GIVEN PROBLEM 1:
Reproduce the stretch of the records from the line containing "find miniature train" through the end of the records, word for word.

A lot of this, I’m sure, stems from the gauche oafishness of UKIP’s nevertheless well-liked and well-armed leader Nigel Farage. He has been known to talk about ‘nig-nog votes’ before now, and a mutual friend did hear him say quite clearly during the Bercow election last year that his goal was to ‘steal the anti-nigger council house yobs off Labour’. Cameron himself dismissed Farage’s Party as ‘BNP Lite’, but probably nearer the truth is that UKIP has an appeal for many as a form of ‘no-nonsense radicalism’: chuck out the illegals, stop the inflow, string up the bankers, and even – dare I say it after yesterday’s Clarkson nonsense – shoot some public sector workers.

To be honest, I doubt very much if anyone could win an election on that basis. But an appeal based on rejecting jargon, bollocks, fantasy forecasting, feigned pc – and clearing out the sort of privilege evident now throughout society – could have an enormous appeal to real people of all ages and ethnicities in this overcrowded island. As you’ve probably noticed, we’re back at Radical Realism again.

This broader appeal won’t be managed by Farage himself – who might make an excellent Minister of Sport, but certainly isn’t made from Prime Ministerial cloth. He is going to need some Tory bigwigs in his camp…and maybe the odd Labour defector too.

The word has been around for some time now that Farage is highly adept at rooting out anyone in the Party capable of making him look lightweight. But the passing of the years (with no Commons presence to show for it) is gradually changing his mind. I recently learned from somebody close to his circle that he’s beginning to realise he must steal from the Tory senior ranks – and hope for more to follow. He has also been promoting some bright strategists from within.

(Pointing records)
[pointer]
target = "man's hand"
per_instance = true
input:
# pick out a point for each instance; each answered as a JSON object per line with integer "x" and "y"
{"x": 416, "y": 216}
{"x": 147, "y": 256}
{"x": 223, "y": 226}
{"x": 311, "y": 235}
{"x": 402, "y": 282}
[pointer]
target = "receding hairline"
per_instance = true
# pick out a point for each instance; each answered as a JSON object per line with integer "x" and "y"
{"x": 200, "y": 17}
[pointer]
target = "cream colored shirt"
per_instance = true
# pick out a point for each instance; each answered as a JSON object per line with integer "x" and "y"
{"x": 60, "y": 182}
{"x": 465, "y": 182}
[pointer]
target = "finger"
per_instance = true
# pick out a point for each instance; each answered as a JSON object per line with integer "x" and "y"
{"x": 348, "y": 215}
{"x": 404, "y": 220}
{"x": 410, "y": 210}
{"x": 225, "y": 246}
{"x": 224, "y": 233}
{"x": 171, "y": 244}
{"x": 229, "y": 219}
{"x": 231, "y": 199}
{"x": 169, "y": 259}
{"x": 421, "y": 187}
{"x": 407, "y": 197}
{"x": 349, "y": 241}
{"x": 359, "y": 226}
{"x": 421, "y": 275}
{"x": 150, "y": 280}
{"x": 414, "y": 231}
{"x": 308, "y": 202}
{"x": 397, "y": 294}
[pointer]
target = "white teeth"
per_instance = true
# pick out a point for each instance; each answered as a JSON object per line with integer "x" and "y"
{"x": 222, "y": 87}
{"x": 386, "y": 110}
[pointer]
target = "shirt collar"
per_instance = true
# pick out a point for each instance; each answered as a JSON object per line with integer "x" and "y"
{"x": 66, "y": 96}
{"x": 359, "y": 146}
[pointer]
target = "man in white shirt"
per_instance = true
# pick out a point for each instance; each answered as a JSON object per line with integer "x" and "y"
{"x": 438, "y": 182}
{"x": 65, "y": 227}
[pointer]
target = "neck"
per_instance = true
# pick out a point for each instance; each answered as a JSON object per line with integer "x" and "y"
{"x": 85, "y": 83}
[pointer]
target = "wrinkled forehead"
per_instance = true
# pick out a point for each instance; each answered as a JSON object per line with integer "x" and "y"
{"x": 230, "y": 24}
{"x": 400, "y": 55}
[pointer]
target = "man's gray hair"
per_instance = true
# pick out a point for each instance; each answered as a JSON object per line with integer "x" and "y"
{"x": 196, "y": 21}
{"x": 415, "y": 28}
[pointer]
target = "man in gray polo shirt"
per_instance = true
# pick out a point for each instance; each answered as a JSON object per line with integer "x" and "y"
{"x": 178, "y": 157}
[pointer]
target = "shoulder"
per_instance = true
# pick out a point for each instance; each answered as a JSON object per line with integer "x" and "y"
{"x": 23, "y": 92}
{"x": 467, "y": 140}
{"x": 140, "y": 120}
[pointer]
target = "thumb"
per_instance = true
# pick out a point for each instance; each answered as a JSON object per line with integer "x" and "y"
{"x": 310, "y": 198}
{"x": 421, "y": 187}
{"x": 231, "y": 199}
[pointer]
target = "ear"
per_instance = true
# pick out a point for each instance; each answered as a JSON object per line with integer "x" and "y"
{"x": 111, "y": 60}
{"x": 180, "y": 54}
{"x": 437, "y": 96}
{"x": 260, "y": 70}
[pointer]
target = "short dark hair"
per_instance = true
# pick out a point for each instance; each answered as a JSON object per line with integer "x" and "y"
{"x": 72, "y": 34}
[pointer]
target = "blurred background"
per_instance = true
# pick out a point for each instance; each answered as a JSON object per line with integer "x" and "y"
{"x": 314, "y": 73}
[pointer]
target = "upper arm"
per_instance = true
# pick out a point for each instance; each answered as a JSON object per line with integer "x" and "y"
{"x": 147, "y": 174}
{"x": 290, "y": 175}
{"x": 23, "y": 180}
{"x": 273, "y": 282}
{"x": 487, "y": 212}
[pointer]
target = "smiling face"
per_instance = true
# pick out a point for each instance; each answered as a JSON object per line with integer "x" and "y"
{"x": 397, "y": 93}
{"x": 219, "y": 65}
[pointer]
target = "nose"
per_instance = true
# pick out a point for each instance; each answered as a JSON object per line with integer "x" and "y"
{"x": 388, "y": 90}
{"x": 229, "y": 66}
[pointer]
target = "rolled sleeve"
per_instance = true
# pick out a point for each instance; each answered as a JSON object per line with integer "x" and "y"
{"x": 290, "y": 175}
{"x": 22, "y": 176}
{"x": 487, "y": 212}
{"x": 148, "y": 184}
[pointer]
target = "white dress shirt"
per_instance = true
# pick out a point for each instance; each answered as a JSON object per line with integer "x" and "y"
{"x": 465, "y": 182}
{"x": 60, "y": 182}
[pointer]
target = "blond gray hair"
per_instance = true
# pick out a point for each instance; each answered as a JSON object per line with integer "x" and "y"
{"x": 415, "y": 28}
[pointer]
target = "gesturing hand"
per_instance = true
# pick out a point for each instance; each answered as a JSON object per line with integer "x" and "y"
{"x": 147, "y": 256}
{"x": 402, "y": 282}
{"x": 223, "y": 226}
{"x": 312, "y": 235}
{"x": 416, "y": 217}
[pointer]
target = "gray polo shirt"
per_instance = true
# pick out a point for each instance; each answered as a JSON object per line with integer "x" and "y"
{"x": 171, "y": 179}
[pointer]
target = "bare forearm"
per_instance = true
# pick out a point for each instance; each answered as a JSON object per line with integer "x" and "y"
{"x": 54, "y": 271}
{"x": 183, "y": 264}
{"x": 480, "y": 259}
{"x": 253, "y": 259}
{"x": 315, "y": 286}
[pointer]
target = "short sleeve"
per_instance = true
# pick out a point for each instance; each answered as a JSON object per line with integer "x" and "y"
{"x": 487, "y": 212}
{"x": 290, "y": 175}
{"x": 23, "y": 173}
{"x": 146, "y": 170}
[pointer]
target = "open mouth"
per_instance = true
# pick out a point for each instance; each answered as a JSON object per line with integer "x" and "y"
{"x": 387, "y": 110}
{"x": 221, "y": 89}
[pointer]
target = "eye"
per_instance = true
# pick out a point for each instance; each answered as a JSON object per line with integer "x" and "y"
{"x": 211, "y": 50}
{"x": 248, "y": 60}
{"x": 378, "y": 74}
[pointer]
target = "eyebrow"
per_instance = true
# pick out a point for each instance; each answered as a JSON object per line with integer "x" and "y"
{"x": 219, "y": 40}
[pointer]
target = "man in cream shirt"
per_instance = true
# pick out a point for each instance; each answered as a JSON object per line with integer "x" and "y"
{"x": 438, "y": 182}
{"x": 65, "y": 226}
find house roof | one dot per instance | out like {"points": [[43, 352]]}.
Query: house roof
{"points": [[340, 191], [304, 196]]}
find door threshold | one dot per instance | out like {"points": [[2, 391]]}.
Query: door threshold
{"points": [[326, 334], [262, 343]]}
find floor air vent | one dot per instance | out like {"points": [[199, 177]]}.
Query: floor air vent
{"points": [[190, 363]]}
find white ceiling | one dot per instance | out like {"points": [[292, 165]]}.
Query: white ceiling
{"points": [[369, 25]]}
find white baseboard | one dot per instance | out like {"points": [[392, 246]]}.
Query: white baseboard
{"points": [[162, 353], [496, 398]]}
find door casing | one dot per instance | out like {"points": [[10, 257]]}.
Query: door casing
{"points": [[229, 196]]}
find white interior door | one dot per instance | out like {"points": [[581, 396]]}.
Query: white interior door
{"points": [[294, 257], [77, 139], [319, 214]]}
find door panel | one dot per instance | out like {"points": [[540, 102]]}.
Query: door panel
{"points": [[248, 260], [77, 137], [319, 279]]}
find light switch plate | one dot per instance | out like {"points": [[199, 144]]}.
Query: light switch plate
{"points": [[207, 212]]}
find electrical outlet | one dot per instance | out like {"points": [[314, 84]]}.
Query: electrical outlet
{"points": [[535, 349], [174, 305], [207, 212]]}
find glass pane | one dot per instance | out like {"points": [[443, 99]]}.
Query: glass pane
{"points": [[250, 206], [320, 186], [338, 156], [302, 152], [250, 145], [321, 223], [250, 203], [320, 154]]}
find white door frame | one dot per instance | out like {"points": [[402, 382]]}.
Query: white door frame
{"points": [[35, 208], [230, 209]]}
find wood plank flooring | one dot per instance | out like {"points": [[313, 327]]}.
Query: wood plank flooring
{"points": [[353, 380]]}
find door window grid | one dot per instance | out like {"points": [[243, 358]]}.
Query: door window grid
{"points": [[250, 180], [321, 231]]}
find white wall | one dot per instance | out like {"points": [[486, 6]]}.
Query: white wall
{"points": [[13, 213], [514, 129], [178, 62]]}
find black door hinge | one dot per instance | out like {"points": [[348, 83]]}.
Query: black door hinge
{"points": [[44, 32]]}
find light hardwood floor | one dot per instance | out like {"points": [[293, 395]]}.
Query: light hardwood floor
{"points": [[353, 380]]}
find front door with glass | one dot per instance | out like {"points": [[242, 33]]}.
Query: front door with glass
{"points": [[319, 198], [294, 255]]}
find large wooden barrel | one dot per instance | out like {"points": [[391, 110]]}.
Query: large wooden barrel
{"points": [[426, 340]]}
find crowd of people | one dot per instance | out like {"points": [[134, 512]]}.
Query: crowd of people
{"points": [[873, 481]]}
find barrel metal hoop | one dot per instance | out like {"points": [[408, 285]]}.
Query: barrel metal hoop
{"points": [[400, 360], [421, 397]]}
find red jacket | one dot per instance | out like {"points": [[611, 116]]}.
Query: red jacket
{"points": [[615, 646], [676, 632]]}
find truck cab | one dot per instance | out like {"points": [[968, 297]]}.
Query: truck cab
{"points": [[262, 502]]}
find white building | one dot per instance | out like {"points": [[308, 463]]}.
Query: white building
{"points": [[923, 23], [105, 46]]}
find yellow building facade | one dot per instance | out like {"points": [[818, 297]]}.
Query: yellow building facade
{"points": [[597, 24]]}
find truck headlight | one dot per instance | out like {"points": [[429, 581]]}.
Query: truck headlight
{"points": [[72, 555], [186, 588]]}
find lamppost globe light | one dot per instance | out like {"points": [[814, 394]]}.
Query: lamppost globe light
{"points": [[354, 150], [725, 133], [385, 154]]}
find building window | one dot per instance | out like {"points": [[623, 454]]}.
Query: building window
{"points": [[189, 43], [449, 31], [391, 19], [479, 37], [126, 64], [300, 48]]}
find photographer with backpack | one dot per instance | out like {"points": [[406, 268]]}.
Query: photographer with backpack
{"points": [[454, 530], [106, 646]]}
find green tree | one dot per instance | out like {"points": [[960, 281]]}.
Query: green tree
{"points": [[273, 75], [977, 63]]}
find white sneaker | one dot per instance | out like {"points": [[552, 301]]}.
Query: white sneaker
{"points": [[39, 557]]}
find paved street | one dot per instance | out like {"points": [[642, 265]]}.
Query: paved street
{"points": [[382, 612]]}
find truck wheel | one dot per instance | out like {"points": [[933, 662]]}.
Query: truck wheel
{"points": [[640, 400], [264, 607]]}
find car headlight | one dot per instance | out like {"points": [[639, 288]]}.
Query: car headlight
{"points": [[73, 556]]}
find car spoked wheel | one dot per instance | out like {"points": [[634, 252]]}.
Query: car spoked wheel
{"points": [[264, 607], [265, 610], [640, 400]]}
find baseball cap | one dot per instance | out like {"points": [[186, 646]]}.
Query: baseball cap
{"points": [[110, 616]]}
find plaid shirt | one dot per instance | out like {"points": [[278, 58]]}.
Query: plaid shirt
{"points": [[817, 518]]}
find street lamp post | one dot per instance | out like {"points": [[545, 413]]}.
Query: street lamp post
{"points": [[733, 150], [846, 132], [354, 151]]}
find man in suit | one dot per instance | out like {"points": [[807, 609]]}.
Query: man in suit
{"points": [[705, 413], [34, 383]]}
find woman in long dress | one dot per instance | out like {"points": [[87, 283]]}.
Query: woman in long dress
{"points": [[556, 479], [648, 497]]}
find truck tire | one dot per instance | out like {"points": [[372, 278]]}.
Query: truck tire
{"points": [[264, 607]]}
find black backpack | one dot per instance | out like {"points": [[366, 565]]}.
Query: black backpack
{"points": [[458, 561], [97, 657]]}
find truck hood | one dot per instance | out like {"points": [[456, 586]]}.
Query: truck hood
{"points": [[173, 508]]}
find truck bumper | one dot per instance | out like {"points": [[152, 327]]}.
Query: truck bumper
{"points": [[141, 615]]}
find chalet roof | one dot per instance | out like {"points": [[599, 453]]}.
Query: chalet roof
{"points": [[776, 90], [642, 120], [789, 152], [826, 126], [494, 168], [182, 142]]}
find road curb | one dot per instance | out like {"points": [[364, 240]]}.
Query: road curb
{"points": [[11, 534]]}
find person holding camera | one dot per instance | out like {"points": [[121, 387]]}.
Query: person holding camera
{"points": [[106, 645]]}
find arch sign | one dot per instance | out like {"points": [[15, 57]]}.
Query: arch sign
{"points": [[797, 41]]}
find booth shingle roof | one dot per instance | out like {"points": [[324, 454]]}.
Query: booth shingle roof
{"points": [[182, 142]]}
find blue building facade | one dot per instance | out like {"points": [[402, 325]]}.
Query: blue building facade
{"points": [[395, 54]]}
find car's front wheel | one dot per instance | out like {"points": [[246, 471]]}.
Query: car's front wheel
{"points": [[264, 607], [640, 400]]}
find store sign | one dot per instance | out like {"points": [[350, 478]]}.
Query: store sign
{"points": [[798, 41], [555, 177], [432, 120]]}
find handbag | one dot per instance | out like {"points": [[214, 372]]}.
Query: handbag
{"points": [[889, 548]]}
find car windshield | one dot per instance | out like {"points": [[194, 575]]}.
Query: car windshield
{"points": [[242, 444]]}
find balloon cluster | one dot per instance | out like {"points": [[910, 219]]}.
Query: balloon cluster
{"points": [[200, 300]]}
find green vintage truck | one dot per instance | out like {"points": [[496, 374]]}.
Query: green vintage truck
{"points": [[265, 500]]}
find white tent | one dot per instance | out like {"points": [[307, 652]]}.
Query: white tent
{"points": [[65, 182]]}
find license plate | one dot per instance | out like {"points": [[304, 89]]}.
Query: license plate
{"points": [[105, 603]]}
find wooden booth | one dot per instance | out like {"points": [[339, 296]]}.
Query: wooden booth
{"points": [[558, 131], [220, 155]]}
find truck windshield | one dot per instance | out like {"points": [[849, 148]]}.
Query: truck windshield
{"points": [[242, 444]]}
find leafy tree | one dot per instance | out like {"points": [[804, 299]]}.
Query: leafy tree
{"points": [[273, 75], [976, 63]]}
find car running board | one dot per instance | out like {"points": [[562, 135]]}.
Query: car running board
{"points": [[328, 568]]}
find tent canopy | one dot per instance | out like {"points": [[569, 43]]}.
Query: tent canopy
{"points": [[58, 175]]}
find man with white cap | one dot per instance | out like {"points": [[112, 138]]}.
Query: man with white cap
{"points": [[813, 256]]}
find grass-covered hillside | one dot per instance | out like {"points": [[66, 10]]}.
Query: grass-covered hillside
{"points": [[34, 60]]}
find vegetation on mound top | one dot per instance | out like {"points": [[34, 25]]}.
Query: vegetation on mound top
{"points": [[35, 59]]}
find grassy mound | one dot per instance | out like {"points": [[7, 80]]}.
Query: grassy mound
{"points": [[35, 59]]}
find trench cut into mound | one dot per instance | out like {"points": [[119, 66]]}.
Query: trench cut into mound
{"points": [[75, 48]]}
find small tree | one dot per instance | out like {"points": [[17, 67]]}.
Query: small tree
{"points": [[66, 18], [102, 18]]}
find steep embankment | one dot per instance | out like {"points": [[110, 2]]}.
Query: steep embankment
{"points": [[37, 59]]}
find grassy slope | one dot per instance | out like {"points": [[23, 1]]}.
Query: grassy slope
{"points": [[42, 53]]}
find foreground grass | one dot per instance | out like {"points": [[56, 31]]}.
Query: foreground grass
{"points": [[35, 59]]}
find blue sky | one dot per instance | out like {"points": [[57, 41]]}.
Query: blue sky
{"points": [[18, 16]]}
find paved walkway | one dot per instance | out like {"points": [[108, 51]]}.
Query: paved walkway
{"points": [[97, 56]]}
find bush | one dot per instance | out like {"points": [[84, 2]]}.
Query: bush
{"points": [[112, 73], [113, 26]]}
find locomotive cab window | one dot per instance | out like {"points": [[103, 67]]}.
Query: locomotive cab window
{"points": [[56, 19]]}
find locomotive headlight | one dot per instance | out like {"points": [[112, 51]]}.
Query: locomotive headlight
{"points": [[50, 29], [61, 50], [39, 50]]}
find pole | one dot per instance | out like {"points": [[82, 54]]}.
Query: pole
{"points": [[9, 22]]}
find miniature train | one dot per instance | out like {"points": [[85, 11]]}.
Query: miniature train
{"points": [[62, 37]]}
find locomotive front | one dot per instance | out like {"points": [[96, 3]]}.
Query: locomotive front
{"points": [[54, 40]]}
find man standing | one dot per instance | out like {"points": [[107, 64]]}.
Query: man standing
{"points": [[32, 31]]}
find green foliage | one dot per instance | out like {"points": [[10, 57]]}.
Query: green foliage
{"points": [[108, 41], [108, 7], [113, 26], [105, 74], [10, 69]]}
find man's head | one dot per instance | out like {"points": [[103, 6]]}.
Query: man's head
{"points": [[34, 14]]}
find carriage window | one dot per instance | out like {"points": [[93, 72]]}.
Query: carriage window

GIVEN PROBLEM 2:
Transcribe the passage about UKIP and Nigel Farage in full, word for word.

WRITTEN SOLUTION 1:
find miniature train | one dot per instance | out like {"points": [[85, 11]]}.
Query: miniature train
{"points": [[62, 37]]}
find locomotive front | one dot per instance | out like {"points": [[96, 3]]}.
Query: locomotive front
{"points": [[54, 40]]}
find man standing | one dot per instance | out like {"points": [[107, 64]]}.
Query: man standing
{"points": [[32, 31]]}
find green foliage | one dot per instance | out like {"points": [[10, 57]]}.
Query: green foliage
{"points": [[108, 41], [108, 7], [113, 26], [105, 74], [10, 69]]}
find man's head | one dot per instance | out like {"points": [[103, 6]]}.
Query: man's head
{"points": [[34, 14]]}
find carriage window | one dot per instance | out like {"points": [[93, 72]]}.
Query: carriage window

WRITTEN SOLUTION 2:
A lot of this, I’m sure, stems from the gauche oafishness of UKIP’s nevertheless well-liked and well-armed leader Nigel Farage. He has been known to talk about ‘nig-nog votes’ before now, and a mutual friend did hear him say quite clearly during the Bercow election last year that his goal was to ‘steal the anti-nigger council house yobs off Labour’. Cameron himself dismissed Farage’s Party as ‘BNP Lite’, but probably nearer the truth is that UKIP has an appeal for many as a form of ‘no-nonsense radicalism’: chuck out the illegals, stop the inflow, string up the bankers, and even – dare I say it after yesterday’s Clarkson nonsense – shoot some public sector workers.

To be honest, I doubt very much if anyone could win an election on that basis. But an appeal based on rejecting jargon, bollocks, fantasy forecasting, feigned pc – and clearing out the sort of privilege evident now throughout society – could have an enormous appeal to real people of all ages and ethnicities in this overcrowded island. As you’ve probably noticed, we’re back at Radical Realism again.

This broader appeal won’t be managed by Farage himself – who might make an excellent Minister of Sport, but certainly isn’t made from Prime Ministerial cloth. He is going to need some Tory bigwigs in his camp…and maybe the odd Labour defector too.

The word has been around for some time now that Farage is highly adept at rooting out anyone in the Party capable of making him look lightweight. But the passing of the years (with no Commons presence to show for it) is gradually changing his mind. I recently learned from somebody close to his circle that he’s beginning to realise he must steal from the Tory senior ranks – and hope for more to follow. He has also been promoting some bright strategists from within.